Objective A:
Reproduce the part of the court opinion that opens with the words containing "DocketNumber: No. 87434." and closes with "guaranty the lease.".

DocketNumber: No. 87434.
Citation Numbers: 2006 Ohio 5255
Judges: FRANK D. CELEBREZZE, JR., J.:
Filed Date: 10/5/2006
Status: Non-Precedential
Modified Date: 4/18/2021
{¶ 2} This appeal arises from the breach of a commercial lease agreement ("lease"), which was entered into on June 24, 1993 by Parkway as the landlord and Xonex International, Inc. ("Xonex") as the tenant, for property located at 4400 Emery Industrial Parkway in Warrensville Heights. On the same date, a separate guaranty agreement was also executed, wherein Wagenheim agreed to personally guaranty the lease.
{¶ 3} Several amendments to the lease were made, the seventh and final amendment on January 21, 2000. Thereafter, Natural Science Industries, Ltd. ("NSI") purchased assets of Xonex and acquired certain rights and duties, including those under the lease. In late June 2000, an assignment and assumption of lease ("assignment agreement") was executed, to take effect on July 1, 2000. Pursuant to the assignment agreement, Xonex, as assignor, assigned its rights and duties under the lease to NSI, as assignee. Xonex also identified itself as a guarantor under the lease, facilitating the relationship between NSI and Parkway. Parkway remained the named landlord.

The input:
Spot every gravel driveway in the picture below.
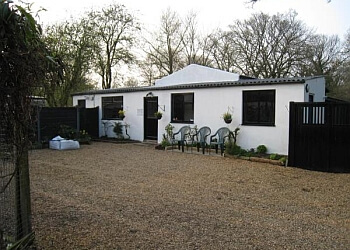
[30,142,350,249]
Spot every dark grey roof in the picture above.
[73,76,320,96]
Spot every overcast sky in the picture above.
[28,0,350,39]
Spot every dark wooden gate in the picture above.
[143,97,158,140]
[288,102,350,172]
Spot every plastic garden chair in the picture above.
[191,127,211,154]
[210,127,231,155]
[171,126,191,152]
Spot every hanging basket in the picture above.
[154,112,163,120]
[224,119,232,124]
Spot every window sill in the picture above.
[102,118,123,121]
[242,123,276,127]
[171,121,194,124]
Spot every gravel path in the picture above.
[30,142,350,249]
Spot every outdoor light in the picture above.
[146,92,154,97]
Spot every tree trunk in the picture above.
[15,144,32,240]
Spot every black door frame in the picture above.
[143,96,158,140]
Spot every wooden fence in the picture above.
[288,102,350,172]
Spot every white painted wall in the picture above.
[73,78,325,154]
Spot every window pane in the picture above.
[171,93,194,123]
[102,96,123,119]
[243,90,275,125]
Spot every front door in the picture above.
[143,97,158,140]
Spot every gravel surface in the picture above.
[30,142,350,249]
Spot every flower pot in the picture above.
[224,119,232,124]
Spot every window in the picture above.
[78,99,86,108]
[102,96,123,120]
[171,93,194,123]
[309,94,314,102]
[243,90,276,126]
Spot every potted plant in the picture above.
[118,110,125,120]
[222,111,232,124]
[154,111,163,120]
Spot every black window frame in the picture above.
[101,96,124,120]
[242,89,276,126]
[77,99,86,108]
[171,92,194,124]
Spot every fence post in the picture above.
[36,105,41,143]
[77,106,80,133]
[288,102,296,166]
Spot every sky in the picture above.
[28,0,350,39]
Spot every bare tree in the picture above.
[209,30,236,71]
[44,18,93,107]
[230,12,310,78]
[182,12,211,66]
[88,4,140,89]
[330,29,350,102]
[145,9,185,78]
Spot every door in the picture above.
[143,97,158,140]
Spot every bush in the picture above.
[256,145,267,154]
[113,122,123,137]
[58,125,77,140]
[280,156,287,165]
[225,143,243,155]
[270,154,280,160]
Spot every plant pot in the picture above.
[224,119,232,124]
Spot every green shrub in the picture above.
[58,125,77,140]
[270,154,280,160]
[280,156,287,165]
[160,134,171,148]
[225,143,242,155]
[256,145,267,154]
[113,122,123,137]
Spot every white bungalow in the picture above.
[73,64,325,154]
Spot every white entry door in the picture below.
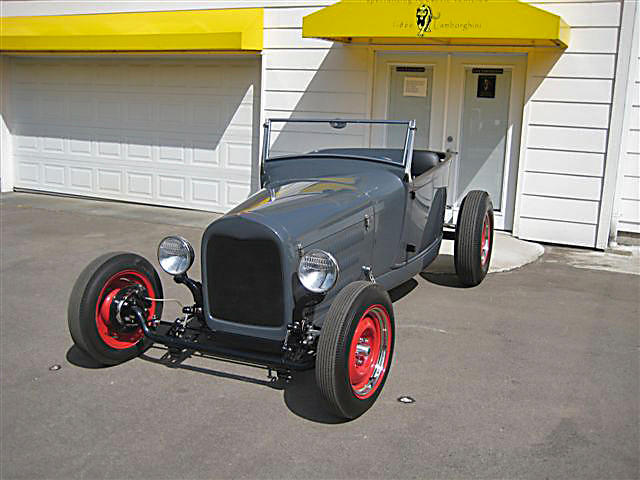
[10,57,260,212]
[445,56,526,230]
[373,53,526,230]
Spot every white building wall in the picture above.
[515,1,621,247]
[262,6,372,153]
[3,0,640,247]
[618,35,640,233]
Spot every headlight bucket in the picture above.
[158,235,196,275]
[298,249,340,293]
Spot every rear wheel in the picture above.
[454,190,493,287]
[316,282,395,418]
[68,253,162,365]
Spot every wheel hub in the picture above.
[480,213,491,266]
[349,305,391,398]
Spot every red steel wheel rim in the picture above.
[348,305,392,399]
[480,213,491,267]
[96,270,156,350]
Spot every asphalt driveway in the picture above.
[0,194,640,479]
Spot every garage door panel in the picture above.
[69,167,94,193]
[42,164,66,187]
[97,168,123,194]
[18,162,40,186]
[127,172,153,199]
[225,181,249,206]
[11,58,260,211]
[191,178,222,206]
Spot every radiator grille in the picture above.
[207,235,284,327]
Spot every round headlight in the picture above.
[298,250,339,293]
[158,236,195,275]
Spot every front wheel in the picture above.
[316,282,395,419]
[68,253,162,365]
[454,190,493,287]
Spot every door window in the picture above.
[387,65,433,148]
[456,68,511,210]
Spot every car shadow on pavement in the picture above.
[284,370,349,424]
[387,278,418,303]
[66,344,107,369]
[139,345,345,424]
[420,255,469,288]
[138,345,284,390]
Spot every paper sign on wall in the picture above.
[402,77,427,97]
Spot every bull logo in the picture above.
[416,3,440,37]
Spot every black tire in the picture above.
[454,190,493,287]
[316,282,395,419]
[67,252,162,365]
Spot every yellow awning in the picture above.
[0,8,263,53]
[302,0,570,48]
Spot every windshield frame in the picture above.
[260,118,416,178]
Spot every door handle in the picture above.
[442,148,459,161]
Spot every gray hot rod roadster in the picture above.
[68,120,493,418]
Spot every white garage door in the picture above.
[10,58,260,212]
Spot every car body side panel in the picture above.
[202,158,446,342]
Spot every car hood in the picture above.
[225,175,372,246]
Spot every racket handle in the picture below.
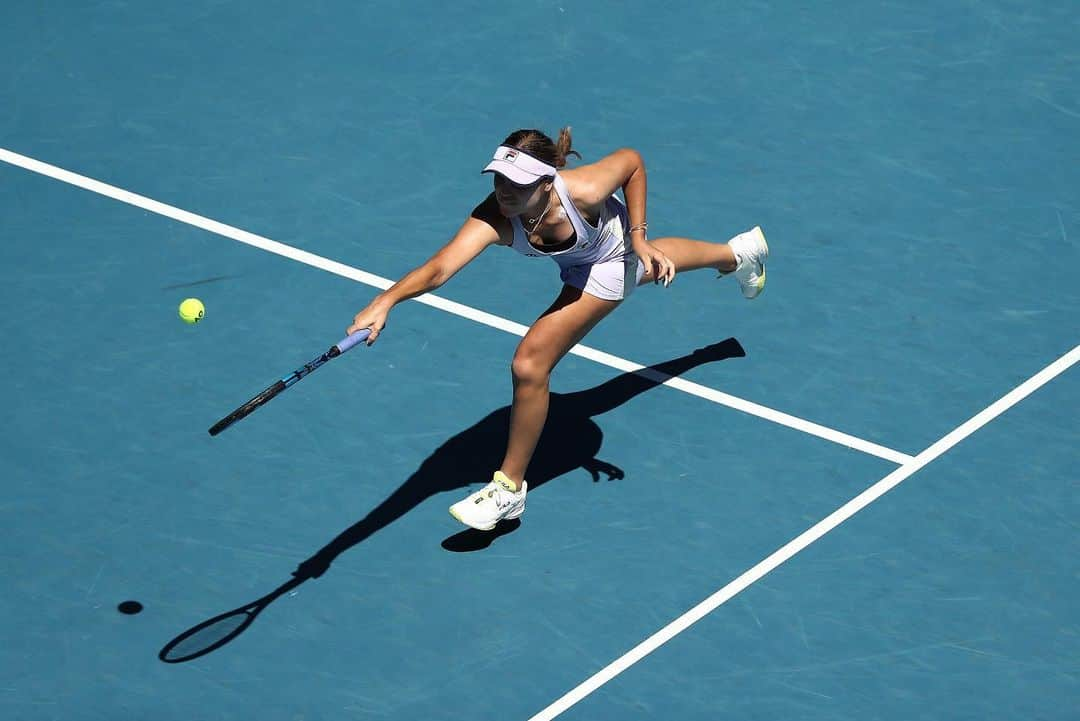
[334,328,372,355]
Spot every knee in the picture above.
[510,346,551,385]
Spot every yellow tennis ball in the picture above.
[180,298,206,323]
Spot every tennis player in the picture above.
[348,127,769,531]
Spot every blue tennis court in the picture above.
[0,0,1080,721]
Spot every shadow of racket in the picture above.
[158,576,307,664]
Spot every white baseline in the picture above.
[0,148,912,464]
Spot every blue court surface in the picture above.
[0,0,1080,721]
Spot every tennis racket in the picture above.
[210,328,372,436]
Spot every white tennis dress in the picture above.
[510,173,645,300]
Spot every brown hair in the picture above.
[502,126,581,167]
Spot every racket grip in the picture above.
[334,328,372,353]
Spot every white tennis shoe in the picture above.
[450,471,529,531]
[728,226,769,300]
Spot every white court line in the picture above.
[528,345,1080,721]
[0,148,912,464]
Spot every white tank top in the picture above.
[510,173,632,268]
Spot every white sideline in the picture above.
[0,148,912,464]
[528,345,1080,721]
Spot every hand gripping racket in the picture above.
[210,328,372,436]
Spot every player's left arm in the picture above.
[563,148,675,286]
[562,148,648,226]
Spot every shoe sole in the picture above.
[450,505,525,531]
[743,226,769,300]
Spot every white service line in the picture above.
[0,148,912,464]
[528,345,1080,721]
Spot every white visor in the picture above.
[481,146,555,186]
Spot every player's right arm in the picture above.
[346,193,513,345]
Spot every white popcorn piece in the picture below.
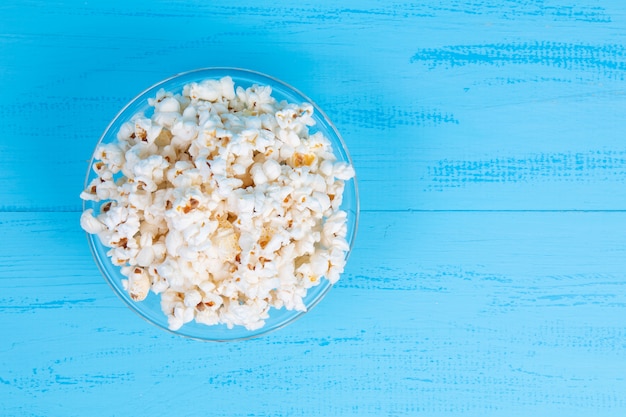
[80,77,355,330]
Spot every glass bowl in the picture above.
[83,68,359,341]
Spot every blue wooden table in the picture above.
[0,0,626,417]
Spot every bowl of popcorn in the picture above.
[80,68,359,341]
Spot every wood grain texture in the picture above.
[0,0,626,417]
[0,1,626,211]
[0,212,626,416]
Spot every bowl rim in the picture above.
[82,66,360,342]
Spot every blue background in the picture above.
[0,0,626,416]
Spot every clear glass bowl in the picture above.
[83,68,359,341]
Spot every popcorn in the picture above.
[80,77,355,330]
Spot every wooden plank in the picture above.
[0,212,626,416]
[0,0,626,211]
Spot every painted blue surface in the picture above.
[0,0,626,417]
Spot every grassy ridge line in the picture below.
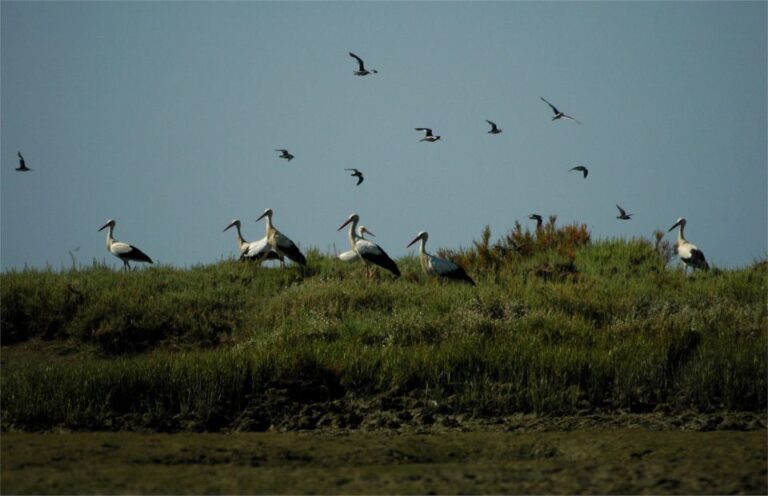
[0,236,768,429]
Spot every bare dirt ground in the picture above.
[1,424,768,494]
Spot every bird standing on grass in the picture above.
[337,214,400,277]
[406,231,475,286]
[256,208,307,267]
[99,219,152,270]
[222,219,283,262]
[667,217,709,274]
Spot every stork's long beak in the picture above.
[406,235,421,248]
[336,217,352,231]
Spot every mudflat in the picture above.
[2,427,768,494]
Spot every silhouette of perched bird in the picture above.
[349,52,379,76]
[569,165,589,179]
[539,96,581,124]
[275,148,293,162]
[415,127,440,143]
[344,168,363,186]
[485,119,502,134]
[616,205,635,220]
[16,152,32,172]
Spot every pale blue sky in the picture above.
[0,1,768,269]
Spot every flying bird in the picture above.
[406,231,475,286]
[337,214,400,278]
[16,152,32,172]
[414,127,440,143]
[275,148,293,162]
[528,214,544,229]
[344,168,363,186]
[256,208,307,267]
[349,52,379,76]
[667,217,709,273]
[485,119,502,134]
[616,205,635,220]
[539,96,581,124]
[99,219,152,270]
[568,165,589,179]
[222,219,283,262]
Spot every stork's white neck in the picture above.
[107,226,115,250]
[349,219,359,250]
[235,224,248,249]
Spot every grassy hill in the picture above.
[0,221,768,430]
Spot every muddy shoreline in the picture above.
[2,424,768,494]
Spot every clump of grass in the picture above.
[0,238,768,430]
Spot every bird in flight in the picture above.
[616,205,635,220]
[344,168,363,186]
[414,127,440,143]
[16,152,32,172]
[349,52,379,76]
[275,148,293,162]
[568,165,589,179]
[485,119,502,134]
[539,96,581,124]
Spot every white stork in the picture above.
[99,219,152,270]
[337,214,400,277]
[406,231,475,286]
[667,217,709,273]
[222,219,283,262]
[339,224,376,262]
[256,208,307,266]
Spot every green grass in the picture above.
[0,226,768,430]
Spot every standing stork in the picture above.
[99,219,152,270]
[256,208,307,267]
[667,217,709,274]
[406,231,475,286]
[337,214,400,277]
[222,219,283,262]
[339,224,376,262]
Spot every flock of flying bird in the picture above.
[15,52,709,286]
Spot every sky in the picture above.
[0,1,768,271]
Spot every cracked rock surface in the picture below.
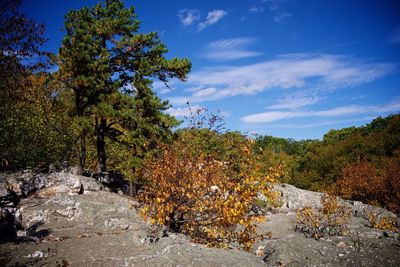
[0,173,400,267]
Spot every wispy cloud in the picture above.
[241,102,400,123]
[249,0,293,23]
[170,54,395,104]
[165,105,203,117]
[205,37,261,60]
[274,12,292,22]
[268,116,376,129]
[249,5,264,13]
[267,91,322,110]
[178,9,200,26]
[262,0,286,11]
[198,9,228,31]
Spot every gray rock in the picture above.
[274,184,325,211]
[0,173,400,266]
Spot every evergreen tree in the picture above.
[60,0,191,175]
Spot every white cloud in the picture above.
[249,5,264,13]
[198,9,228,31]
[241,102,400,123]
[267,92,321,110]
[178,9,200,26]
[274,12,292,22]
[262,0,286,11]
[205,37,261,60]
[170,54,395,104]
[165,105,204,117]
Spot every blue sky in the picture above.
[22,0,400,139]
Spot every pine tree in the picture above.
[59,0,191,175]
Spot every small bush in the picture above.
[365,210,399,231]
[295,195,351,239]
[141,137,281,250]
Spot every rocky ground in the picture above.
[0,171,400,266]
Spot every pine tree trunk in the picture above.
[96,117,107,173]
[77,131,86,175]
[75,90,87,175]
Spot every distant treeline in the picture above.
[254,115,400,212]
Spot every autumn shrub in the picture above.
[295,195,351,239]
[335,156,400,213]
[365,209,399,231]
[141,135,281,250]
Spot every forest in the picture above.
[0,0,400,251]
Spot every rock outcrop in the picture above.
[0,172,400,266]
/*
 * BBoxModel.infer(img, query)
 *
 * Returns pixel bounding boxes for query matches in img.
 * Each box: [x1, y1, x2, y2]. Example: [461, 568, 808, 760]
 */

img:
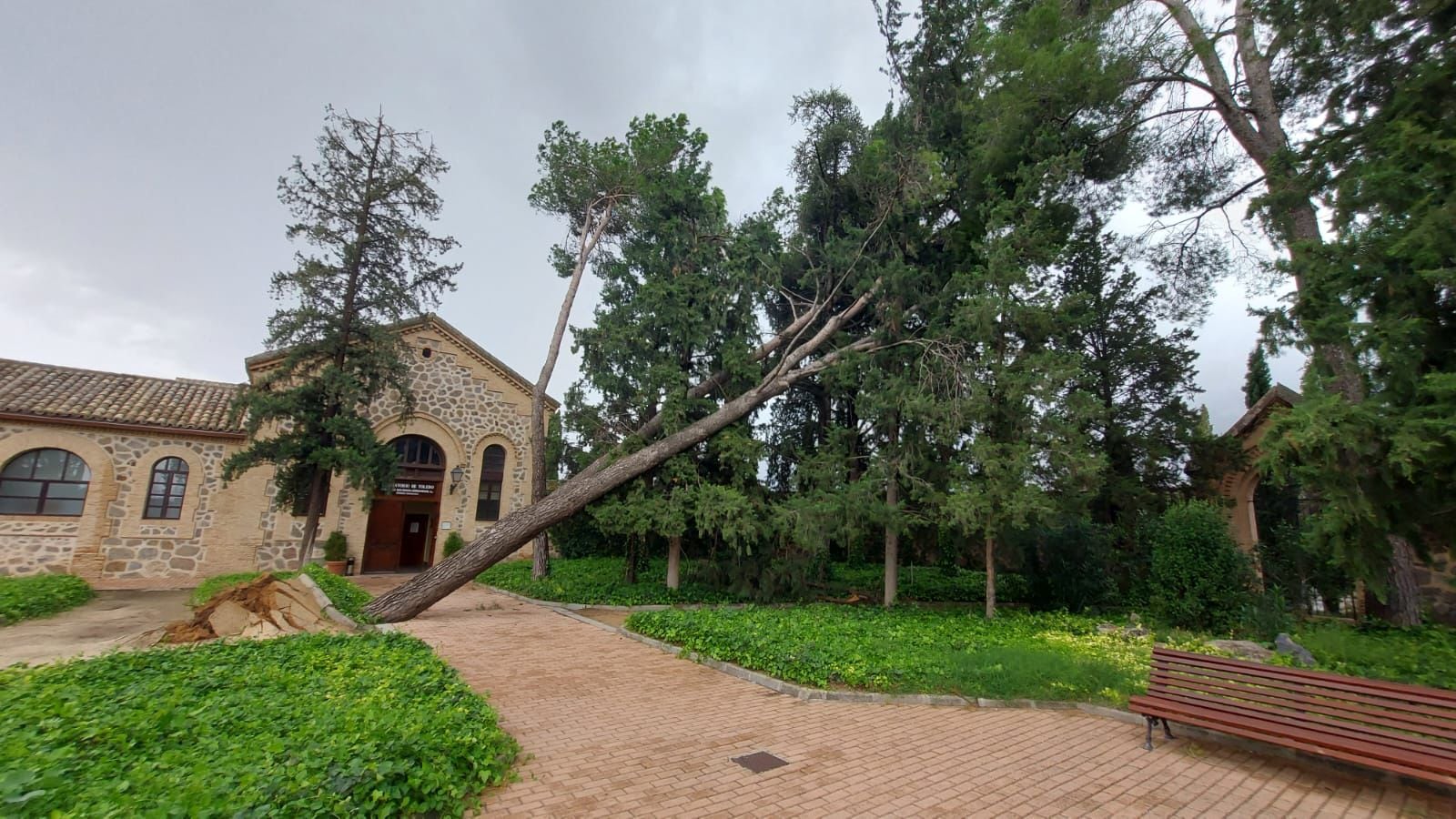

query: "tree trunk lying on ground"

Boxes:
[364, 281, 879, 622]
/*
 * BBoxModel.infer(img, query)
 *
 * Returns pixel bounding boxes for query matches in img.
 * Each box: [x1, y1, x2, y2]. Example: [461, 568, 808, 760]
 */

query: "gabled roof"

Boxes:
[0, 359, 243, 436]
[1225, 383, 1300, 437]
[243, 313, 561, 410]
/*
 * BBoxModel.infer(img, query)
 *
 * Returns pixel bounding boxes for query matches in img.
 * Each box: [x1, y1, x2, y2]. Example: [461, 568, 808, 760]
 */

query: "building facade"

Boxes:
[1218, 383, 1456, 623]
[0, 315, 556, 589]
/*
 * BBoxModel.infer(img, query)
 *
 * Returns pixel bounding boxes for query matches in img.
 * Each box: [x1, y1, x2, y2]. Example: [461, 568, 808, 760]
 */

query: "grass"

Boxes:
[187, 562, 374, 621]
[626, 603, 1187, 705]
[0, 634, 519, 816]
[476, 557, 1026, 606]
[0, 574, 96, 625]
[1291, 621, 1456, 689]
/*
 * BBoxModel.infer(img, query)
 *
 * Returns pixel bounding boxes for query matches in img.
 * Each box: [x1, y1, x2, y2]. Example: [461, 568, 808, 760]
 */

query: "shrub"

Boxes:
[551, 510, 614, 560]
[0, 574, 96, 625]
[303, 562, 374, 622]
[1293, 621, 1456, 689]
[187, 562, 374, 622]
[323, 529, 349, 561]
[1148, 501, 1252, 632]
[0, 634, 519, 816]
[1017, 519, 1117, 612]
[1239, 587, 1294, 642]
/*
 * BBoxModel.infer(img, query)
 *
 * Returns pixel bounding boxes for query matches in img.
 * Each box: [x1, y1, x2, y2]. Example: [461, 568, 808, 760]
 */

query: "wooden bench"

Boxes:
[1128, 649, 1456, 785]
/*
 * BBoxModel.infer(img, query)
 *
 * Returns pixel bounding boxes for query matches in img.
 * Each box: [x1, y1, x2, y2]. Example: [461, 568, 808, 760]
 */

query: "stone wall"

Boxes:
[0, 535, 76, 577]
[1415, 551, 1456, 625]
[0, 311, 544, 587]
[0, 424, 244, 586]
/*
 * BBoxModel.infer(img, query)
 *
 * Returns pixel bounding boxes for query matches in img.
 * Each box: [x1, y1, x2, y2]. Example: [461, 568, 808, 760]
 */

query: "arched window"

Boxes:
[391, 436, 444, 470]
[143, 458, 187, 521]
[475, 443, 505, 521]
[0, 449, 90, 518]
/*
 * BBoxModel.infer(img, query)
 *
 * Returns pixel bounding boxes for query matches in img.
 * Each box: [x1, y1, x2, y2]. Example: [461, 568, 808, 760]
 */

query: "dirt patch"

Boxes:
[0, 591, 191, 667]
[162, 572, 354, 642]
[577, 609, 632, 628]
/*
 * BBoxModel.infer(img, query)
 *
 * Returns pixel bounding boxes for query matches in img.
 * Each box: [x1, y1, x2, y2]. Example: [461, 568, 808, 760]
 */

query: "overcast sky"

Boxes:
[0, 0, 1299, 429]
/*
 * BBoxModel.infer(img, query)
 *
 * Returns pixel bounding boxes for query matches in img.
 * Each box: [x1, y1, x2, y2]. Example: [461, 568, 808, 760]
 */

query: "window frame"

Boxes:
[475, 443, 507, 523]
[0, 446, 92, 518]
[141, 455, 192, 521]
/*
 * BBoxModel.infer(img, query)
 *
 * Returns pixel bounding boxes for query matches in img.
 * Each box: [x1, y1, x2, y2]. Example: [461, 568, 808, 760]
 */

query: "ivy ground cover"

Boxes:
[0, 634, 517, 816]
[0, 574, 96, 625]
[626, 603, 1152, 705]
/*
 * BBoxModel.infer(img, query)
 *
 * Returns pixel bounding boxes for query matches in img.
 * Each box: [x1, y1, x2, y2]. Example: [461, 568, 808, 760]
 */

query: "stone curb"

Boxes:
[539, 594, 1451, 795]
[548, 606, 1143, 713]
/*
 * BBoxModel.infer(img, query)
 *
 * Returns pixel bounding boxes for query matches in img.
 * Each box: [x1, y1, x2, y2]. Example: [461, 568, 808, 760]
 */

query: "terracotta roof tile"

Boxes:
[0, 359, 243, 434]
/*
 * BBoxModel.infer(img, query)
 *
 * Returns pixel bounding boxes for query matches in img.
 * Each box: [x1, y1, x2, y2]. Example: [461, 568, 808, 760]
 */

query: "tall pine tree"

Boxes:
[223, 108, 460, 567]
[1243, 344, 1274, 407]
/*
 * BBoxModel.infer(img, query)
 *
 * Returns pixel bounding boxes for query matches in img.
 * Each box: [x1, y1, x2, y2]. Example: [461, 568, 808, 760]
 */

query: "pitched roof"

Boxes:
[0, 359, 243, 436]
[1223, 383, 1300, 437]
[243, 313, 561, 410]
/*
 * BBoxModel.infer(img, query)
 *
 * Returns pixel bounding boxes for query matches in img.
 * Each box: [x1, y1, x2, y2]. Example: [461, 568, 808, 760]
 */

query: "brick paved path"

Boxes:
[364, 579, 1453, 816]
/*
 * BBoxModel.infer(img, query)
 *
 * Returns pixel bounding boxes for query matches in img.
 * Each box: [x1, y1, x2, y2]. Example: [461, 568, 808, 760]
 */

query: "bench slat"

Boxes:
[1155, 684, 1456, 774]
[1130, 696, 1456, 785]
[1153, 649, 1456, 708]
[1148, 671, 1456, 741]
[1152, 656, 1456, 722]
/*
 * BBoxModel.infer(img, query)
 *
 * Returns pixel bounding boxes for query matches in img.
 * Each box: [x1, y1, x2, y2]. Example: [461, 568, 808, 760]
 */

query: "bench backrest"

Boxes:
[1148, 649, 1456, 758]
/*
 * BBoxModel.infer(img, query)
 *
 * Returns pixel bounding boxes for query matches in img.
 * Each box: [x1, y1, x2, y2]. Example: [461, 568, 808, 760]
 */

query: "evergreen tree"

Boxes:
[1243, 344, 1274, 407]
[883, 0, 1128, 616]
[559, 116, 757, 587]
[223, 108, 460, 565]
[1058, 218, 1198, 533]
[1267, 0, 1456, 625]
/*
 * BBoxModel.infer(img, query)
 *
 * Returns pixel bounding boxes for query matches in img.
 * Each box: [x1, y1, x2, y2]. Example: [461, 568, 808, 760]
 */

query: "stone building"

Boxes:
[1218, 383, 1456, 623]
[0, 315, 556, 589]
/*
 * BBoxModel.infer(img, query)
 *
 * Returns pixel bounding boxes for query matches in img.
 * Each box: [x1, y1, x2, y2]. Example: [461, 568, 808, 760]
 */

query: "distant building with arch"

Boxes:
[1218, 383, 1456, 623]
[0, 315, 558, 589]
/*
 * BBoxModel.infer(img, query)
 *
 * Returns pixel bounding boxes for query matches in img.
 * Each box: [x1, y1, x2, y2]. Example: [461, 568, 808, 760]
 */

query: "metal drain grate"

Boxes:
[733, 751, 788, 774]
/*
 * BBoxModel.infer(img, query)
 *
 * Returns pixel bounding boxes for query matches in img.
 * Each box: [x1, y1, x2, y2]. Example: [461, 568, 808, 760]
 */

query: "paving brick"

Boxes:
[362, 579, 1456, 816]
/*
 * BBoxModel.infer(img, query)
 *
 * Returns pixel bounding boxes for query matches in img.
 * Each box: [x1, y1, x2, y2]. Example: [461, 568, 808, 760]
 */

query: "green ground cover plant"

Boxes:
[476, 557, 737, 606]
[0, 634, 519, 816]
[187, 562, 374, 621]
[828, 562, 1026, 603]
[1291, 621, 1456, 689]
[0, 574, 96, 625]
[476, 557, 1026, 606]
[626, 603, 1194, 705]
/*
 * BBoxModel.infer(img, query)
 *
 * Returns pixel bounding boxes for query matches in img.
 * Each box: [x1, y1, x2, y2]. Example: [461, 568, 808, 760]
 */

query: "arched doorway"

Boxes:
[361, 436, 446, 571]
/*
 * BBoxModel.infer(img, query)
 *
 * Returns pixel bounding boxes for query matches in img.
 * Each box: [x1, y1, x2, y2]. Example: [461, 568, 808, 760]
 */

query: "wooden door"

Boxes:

Objective B:
In the rows, swap "autumn shrub" for "fall shrub" throughout the part that opens with the line containing "Spot every evergreen" and closes with the line containing "[364, 281, 879, 622]", leaving everything else unchanged. Leave the pictures out of your output.

Solution A:
DocketNumber: No. 87434.
Citation Numbers: 2006 Ohio 5255
Judges: FRANK D. CELEBREZZE, JR., J.:
Filed Date: 10/5/2006
Status: Non-Precedential
Modified Date: 4/18/2021
{¶ 2} This appeal arises from the breach of a commercial lease agreement ("lease"), which was entered into on June 24, 1993 by Parkway as the landlord and Xonex International, Inc. ("Xonex") as the tenant, for property located at 4400 Emery Industrial Parkway in Warrensville Heights. On the same date, a separate guaranty agreement was also executed, wherein Wagenheim agreed to personally guaranty the lease.

Solution B:
Spot every evergreen tree in the picture above.
[60,0,191,175]
Spot every white cloud in the picture above.
[249,5,264,13]
[198,9,228,31]
[241,102,400,123]
[267,92,321,110]
[178,9,200,26]
[274,12,292,22]
[262,0,286,11]
[205,37,261,60]
[170,54,395,104]
[165,105,204,117]
Spot every blue sky in the picture above.
[22,0,400,139]
Spot every pine tree in the picture above.
[59,0,191,175]
Spot every small bush in the picture above.
[365,210,399,231]
[295,195,351,239]
[141,137,281,250]
Spot every rocky ground in the picture above.
[0,171,400,266]
Spot every pine tree trunk in the picture above.
[96,117,107,173]
[77,131,86,175]
[75,90,87,175]
Spot every distant treeline in the picture above.
[254,115,400,212]
Spot every fall shrub in the picture above.
[295,195,351,239]
[335,156,400,213]
[365,209,399,231]
[141,135,281,250]
Spot every forest in the picture above.
[0,0,400,251]
Spot every rock outcrop in the picture above.
[0,172,400,266]
/*
 * BBoxModel.infer(img, query)
 *
 * Returns pixel bounding boxes for query matches in img.
 * Each box: [x1, y1, x2, y2]. Example: [461, 568, 808, 760]
 */

img:

query: "tree trunk lying on ground"

Boxes:
[364, 281, 879, 622]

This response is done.